[start of DATA ENTRIES]
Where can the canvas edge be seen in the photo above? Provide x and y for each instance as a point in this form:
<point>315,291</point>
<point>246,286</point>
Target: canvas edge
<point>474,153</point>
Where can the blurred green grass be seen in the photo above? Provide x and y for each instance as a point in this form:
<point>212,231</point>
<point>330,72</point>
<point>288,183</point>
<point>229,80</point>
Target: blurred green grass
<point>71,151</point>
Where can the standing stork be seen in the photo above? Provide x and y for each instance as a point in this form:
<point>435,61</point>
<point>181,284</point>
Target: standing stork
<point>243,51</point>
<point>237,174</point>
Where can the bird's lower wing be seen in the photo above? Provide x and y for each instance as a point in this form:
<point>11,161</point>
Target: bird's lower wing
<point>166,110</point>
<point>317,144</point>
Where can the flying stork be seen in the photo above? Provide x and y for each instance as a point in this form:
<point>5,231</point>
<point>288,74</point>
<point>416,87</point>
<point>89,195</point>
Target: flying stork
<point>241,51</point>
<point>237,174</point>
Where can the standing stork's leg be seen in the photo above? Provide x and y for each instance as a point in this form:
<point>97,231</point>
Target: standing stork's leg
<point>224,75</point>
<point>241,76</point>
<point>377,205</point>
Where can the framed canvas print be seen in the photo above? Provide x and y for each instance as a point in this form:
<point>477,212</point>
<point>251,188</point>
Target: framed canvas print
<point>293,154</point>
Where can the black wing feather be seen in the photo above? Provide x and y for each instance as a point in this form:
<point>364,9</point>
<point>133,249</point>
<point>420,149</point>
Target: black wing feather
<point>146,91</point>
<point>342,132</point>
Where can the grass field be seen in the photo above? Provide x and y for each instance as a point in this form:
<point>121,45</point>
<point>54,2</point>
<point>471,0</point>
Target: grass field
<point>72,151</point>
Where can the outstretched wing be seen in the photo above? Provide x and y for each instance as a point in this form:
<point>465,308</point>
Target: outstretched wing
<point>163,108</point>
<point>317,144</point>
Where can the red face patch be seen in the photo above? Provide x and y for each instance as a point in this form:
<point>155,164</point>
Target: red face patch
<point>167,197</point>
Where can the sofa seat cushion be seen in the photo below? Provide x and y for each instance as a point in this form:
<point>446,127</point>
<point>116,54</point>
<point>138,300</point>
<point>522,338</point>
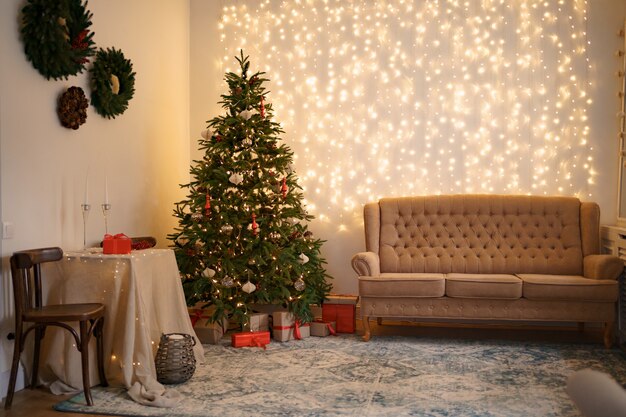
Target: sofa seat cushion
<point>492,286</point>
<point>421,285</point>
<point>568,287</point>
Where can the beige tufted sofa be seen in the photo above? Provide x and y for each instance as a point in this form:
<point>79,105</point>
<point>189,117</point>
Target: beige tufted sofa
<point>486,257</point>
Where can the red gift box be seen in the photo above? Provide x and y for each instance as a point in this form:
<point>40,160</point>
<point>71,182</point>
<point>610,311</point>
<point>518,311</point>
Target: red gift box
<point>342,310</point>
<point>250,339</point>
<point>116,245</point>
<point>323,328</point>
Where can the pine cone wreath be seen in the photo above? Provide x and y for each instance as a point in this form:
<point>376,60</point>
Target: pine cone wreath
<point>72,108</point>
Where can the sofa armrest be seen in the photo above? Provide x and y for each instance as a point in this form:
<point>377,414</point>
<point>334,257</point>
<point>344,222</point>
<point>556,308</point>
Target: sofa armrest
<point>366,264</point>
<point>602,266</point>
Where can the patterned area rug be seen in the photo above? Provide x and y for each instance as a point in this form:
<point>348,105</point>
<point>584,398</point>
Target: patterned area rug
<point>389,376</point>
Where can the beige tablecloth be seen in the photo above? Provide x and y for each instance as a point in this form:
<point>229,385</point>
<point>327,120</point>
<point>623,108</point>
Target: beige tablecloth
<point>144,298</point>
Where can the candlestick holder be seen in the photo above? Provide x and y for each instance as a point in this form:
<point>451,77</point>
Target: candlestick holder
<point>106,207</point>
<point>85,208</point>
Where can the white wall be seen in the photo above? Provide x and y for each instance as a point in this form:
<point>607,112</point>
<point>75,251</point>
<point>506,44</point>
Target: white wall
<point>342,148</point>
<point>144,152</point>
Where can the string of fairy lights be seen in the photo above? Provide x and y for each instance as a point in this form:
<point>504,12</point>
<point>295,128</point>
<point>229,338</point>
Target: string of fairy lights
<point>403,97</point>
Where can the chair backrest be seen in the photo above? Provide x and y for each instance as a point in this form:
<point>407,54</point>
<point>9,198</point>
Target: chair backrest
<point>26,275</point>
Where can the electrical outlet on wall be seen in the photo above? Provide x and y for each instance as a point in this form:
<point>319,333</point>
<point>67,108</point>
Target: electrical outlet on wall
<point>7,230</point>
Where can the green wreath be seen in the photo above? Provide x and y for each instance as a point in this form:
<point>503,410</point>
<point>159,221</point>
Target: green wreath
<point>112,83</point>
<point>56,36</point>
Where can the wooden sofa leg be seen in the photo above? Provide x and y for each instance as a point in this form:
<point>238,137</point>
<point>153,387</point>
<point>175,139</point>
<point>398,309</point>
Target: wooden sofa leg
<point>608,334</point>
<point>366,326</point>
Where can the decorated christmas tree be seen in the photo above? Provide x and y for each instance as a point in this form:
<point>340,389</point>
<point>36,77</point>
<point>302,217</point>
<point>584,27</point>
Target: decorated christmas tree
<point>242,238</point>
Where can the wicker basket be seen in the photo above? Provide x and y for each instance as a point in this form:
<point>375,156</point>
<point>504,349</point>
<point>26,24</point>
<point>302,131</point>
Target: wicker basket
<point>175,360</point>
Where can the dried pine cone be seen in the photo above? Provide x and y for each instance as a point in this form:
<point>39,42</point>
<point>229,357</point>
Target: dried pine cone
[end of DATA ENTRIES]
# [WHAT IS REQUIRED]
Copy out all of the records above word for word, and leave the pictures out of your copy.

# [SOLUTION]
Where can the canvas edge be seen in the photo above? Provide x and y for each instance as a point in this form:
<point>315,291</point>
<point>246,286</point>
Target: canvas edge
<point>474,153</point>
Where can the blurred green grass be seen in the photo above? Provide x and y for each instance as a point in this form:
<point>212,231</point>
<point>330,72</point>
<point>288,183</point>
<point>229,80</point>
Target: blurred green grass
<point>71,151</point>
Where can the standing stork be seen in the photo above? Provide x and y for each instance as a point in this form:
<point>435,61</point>
<point>181,284</point>
Target: standing stork
<point>243,51</point>
<point>237,174</point>
Where can the bird's lower wing be seen in the photo above? Provide x and y for each instance as a point in this form:
<point>11,161</point>
Target: bird's lower wing
<point>166,110</point>
<point>317,144</point>
Where can the flying stork be seen in the photo above? Provide x and y for each instance as a point in this form:
<point>5,231</point>
<point>288,74</point>
<point>416,87</point>
<point>89,195</point>
Target: flying stork
<point>241,51</point>
<point>237,174</point>
Where can the standing stork's leg be seen in the photo above? Provide x and y for each instance as a point in this form:
<point>97,231</point>
Target: standing stork's leg
<point>224,75</point>
<point>241,76</point>
<point>377,205</point>
Where can the framed canvas print be seen in the photo above? Provide x and y for each instance as a point in this form:
<point>477,212</point>
<point>251,188</point>
Target: framed canvas print
<point>293,154</point>
Where can the black wing feather be seen in the photo above? Provide x and y for each instance as a point in this form:
<point>364,9</point>
<point>133,249</point>
<point>420,149</point>
Target: black wing feather
<point>146,91</point>
<point>342,132</point>
Where can the grass field be seen in the photo above? Provide x and y for each instance as a point in this form:
<point>121,45</point>
<point>54,2</point>
<point>471,0</point>
Target: grass field
<point>72,151</point>
Where can the outstretched wing be seen in the photo above? Provide x and y for each instance as a point in this form:
<point>465,308</point>
Target: outstretched wing
<point>163,108</point>
<point>317,144</point>
Where can the red face patch be seen in the photo above? Provide x and y for each instance as a point in this form:
<point>155,164</point>
Target: red face patch
<point>167,197</point>
Where can the sofa seat cushion be seen in the photo below? Provide x and y for each instance as a point in this form:
<point>446,127</point>
<point>116,54</point>
<point>138,300</point>
<point>522,338</point>
Target: sofa seat cushion
<point>492,286</point>
<point>421,285</point>
<point>568,287</point>
Where can the beige tufted sofa be seen in the photo above? Provide x and y for each instance as a point in this form:
<point>79,105</point>
<point>189,117</point>
Target: beige tufted sofa
<point>486,257</point>
Where can the red gift box be seen in the photo above? Provide x and y for each instance as a point in this form:
<point>40,160</point>
<point>71,182</point>
<point>610,311</point>
<point>518,311</point>
Target: red gift box
<point>342,310</point>
<point>250,339</point>
<point>116,245</point>
<point>323,328</point>
Where can the pine cone wreath be seen in the photo above? Provide x and y for each instance as a point in this form:
<point>376,60</point>
Target: pine cone wreath
<point>72,108</point>
Where can the sofa armrest be seen in the photo above? Provide x and y for each instance as a point in this form:
<point>377,414</point>
<point>334,257</point>
<point>344,222</point>
<point>556,308</point>
Target: sofa armrest
<point>366,264</point>
<point>602,266</point>
Where can the patterned area rug be seen in the photo above? Provide x and y for each instance as a point in this form:
<point>348,105</point>
<point>584,398</point>
Target: patterned area rug
<point>389,376</point>
Where can the beige tablecloth be seen in the photo above? Provide x and y for each instance as a point in this form:
<point>229,385</point>
<point>327,120</point>
<point>623,108</point>
Target: beige tablecloth
<point>144,298</point>
Where can the candlestick holder be seen in the photo above? Provide x and y for each instance as a point in this form:
<point>451,77</point>
Target: candlestick holder
<point>106,207</point>
<point>85,208</point>
Where can the white wall be seen in the photo above? Provide x and y for each instance as a point in this form:
<point>607,112</point>
<point>75,251</point>
<point>506,44</point>
Target: white wall
<point>342,148</point>
<point>144,152</point>
Where can the string of fairy lights be seen in the photo above? Provide x and y for each instance as a point in this form:
<point>504,12</point>
<point>295,128</point>
<point>229,338</point>
Target: string of fairy lights
<point>403,97</point>
Where can the chair backrest be seen in the photo above? Provide x and y for each instance as a point in this form:
<point>407,54</point>
<point>9,198</point>
Target: chair backrest
<point>26,275</point>
Where can the electrical outlet on wall be seen in the photo above? Provide x and y for each instance as a point in this form:
<point>319,333</point>
<point>67,108</point>
Target: electrical outlet on wall
<point>7,230</point>
Where can the green wreath be seen in the photo above? Provide x and y for each instance as a point in this form:
<point>503,410</point>
<point>159,221</point>
Target: green wreath
<point>112,83</point>
<point>56,36</point>
Where can the wooden sofa leg be seen in the photo above? Provide x and y for each instance as a point in this form:
<point>238,137</point>
<point>153,387</point>
<point>175,139</point>
<point>398,309</point>
Target: wooden sofa leg
<point>608,334</point>
<point>366,326</point>
Where can the decorated christmas tree be seen in the photo above? Provide x and y for each instance as a point in this form:
<point>340,389</point>
<point>36,77</point>
<point>302,217</point>
<point>584,27</point>
Target: decorated christmas tree
<point>242,238</point>
Where can the wicker basket be seen in the photo above? Provide x and y for each instance as a point in this form:
<point>375,156</point>
<point>504,349</point>
<point>26,24</point>
<point>302,131</point>
Target: wicker basket
<point>175,360</point>
Where can the dried pine cone be seen in the photo above? Provide x and y for each instance as a point in this form:
<point>39,42</point>
<point>229,357</point>
Target: dried pine cone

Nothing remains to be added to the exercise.